* **Problem to work on**
Consider the listing below. Extract exactly the lines from the line containing "x=82, y=114" to the line containing "x=448, y=398", both included.

::::::::::

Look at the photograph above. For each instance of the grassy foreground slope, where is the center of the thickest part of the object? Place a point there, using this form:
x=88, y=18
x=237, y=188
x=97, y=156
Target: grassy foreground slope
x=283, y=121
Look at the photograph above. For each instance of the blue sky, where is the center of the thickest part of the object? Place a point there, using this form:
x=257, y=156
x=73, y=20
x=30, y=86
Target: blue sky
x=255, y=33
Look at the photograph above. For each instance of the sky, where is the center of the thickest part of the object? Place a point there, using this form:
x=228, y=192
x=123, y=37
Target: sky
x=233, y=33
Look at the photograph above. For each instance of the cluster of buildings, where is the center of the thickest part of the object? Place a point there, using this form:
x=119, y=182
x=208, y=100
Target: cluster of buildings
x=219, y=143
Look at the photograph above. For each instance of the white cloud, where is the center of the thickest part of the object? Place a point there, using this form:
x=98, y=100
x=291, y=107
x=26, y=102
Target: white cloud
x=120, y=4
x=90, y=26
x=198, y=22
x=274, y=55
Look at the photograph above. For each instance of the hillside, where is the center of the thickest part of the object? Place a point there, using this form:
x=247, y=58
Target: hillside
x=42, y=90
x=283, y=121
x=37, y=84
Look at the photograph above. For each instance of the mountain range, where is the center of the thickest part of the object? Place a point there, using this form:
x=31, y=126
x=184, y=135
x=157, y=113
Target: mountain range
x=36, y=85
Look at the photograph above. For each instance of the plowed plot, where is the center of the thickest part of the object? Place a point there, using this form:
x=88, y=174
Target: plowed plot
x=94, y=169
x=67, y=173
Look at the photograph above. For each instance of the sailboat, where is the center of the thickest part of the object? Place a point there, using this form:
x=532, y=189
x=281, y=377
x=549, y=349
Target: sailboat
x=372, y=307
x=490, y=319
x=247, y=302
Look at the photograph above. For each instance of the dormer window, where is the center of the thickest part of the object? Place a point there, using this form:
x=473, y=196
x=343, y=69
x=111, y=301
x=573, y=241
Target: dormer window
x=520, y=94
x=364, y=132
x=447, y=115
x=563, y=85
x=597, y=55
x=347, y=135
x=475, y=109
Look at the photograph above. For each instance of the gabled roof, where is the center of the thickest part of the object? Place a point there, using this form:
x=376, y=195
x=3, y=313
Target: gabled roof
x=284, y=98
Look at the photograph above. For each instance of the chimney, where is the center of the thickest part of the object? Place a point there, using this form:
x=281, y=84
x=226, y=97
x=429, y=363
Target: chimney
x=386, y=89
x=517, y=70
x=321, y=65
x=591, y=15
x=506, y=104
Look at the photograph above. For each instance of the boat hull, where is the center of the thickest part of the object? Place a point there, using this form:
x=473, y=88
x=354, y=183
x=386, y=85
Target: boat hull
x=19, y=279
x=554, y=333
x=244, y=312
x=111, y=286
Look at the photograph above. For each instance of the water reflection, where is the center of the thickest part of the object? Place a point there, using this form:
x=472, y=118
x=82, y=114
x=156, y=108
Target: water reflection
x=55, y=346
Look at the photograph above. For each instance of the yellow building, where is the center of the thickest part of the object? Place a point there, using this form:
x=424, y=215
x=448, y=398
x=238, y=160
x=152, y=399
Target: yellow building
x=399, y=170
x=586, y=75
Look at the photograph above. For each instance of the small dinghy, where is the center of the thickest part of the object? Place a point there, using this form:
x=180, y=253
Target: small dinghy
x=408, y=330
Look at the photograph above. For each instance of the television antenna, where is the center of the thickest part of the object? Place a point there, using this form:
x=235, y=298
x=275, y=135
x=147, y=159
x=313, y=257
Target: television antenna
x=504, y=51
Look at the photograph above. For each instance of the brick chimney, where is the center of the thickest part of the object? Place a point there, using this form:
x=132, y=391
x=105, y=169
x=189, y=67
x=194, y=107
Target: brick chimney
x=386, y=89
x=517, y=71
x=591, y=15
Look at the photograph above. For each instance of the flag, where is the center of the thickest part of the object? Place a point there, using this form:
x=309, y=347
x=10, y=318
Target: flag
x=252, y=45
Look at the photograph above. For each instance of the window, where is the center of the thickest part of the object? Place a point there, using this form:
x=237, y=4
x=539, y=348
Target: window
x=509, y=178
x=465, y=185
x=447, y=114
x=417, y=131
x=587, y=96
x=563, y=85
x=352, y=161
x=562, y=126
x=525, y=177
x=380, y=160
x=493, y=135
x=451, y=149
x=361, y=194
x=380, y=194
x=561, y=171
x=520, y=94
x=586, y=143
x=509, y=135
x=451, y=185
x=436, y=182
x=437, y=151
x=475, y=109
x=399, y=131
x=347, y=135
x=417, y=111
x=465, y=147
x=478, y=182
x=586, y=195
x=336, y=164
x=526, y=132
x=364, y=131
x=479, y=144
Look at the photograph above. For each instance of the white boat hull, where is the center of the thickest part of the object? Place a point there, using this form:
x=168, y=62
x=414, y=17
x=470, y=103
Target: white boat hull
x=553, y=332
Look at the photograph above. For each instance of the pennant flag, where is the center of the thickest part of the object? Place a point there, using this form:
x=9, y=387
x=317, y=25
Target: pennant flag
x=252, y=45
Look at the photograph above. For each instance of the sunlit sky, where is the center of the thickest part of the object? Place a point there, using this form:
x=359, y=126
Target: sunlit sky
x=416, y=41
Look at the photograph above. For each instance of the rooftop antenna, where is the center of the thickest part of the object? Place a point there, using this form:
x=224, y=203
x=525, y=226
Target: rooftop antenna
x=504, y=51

::::::::::

* **Result of the task**
x=82, y=114
x=156, y=108
Target: water reflection
x=55, y=346
Look at the photograph above. For each instance of the yellow building, where is the center of the thickest part of the object? Place a point there, using this form:
x=424, y=215
x=448, y=398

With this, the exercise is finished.